(Information)

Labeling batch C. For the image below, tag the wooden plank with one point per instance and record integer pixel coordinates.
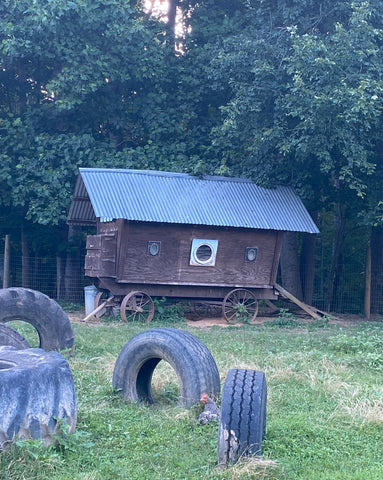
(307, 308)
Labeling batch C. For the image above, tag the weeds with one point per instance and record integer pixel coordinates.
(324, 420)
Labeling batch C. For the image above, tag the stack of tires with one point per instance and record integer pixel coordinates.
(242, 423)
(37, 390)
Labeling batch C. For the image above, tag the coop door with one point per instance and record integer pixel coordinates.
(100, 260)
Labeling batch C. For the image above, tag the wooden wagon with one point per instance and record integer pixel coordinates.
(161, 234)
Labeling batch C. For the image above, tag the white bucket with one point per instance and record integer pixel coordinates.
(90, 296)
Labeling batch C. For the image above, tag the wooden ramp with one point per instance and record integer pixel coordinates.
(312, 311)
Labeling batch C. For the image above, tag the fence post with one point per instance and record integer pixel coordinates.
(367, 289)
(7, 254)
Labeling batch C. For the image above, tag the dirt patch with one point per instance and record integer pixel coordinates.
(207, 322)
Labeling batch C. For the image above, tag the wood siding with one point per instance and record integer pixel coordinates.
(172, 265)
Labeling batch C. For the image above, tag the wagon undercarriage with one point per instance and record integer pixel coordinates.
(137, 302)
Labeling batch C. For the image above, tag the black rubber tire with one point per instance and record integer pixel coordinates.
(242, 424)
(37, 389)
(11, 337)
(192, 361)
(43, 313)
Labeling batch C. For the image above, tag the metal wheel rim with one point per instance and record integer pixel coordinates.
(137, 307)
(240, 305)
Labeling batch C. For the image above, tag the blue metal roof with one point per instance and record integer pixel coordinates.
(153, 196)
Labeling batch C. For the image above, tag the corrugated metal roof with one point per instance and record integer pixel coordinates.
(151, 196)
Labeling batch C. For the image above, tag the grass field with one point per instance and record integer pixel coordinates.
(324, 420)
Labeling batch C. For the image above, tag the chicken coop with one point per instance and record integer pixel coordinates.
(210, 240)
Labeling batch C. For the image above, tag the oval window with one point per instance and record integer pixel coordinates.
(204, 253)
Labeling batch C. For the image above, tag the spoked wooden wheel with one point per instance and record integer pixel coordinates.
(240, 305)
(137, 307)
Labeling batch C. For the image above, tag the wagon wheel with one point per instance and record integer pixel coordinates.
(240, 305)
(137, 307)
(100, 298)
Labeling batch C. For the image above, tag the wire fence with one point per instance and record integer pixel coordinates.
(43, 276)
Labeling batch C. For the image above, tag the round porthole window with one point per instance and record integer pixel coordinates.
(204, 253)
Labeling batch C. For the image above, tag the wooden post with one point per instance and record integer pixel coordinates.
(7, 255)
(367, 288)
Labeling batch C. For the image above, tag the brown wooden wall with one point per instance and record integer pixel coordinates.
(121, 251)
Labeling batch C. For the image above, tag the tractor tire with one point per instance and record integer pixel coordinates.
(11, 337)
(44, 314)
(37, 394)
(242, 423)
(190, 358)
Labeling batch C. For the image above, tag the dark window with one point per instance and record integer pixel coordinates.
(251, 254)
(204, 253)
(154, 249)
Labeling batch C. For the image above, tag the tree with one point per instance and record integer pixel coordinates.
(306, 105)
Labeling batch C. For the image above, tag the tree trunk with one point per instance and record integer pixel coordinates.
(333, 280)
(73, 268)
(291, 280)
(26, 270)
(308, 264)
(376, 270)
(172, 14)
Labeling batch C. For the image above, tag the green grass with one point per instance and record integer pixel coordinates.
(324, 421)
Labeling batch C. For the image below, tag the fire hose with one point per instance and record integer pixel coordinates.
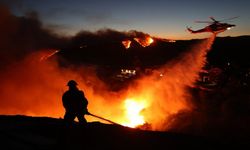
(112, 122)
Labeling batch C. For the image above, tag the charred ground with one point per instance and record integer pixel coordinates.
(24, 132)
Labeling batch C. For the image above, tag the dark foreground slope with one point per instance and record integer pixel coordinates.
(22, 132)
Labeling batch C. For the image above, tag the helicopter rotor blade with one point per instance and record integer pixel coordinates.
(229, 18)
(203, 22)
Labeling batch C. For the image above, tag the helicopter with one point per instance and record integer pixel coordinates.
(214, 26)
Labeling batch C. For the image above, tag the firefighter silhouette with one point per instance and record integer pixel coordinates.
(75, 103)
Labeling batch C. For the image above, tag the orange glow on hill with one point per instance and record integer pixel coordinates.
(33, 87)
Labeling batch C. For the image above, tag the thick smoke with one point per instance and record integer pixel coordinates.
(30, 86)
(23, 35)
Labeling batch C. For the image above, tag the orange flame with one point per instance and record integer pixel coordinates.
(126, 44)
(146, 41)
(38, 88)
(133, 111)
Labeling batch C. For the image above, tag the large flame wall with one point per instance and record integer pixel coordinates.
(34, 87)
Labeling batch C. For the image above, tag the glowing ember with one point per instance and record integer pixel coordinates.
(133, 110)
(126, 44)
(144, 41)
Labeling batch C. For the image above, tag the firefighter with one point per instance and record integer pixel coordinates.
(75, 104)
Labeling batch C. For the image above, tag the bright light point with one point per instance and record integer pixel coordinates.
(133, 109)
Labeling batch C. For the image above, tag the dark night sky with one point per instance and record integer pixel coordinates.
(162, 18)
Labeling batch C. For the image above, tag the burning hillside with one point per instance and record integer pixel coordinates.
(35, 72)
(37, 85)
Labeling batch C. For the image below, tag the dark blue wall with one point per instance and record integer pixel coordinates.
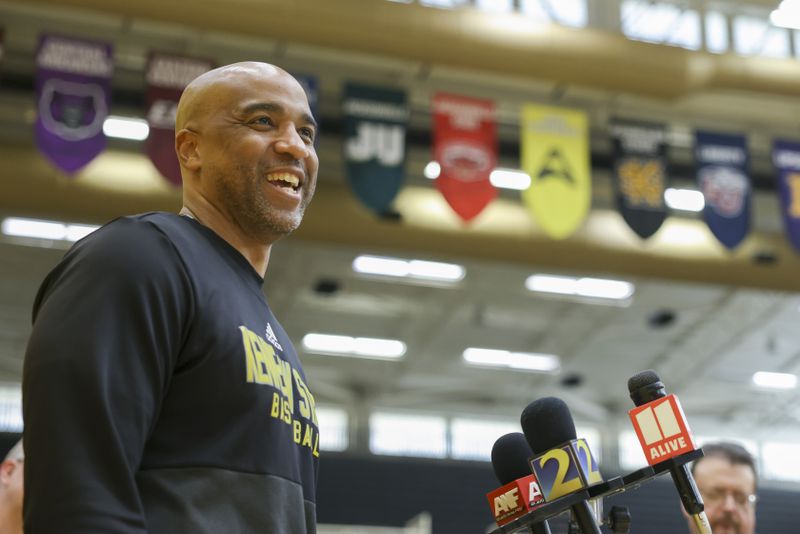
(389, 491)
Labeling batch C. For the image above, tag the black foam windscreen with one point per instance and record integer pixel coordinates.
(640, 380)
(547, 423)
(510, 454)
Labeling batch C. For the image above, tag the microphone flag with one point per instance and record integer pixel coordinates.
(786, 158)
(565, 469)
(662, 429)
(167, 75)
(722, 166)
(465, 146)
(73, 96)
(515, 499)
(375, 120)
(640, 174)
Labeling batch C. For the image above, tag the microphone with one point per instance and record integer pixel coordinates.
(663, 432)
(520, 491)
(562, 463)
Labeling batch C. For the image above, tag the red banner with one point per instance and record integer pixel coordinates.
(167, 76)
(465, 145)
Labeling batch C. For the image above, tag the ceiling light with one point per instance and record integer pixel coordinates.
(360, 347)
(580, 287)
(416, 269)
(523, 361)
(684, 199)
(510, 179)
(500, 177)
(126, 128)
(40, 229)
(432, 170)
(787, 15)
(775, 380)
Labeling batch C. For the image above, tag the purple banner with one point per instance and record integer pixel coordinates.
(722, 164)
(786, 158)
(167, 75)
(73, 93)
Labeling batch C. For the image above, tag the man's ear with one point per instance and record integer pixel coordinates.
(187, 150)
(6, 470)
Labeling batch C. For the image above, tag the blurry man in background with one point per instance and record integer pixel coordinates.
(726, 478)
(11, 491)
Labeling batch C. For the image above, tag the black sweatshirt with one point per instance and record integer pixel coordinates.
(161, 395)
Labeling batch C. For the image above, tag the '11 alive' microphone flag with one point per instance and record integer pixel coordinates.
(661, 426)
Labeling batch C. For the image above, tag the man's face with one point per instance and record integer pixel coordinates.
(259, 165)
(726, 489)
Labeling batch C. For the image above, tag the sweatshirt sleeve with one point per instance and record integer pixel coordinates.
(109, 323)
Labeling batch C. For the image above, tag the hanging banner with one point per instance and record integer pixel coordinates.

(End Information)
(Information)

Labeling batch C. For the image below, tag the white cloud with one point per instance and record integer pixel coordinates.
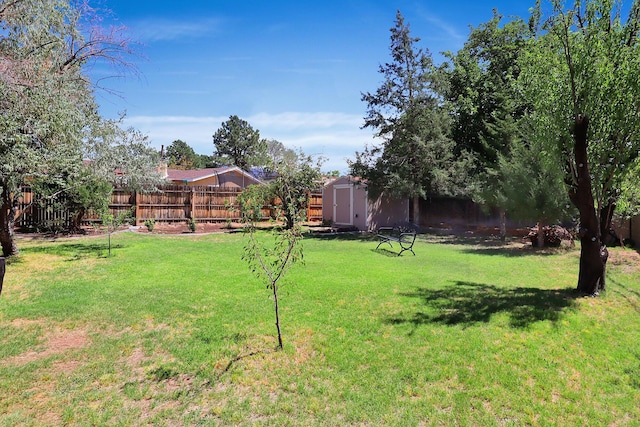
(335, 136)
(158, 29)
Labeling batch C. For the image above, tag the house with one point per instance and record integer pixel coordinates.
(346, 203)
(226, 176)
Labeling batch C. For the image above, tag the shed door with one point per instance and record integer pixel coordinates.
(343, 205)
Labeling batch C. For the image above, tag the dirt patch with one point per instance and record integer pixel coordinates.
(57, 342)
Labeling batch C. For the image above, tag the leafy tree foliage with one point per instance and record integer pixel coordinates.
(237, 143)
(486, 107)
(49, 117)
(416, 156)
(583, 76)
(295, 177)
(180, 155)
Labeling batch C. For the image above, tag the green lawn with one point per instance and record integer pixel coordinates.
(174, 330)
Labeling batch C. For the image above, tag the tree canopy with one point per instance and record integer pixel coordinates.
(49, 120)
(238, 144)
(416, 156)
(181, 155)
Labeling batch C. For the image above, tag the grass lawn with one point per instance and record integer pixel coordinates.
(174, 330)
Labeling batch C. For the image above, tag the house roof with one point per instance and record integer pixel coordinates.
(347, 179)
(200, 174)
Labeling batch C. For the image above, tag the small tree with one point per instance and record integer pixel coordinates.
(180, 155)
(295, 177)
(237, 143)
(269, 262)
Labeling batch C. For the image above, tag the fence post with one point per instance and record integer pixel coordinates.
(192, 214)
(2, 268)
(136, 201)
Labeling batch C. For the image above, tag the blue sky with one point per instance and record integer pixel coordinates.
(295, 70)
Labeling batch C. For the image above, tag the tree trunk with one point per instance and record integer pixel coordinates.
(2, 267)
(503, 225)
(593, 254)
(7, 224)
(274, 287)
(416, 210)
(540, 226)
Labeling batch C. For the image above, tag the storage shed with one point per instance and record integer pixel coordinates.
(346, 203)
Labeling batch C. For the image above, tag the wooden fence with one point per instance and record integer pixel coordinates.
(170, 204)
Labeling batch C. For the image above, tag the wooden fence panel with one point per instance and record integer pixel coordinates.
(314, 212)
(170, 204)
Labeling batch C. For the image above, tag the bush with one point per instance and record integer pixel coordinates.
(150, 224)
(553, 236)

(End Information)

What is required - Begin at the line above that has "Labeling batch C. For the image above, tag the '11" and stop after the line that has "Labeling batch C. For the image above, tag the hanging", copying each line exactly and adding nothing else.

Exercise answer -
Labeling batch C. For the image above, tag the '11 alive' microphone flag with one point per instance and record integer pixel coordinates.
(661, 426)
Labeling batch C. For the image above, tag the man's face with one point per instance and record integer pixel coordinates.
(259, 165)
(726, 489)
Labeling batch C. For the image above, tag the sweatshirt sleeve with one point per instance and record integer pixel coordinates.
(109, 323)
Labeling batch C. For the image above, tag the hanging banner with one point per instance and record integer pixel coordinates.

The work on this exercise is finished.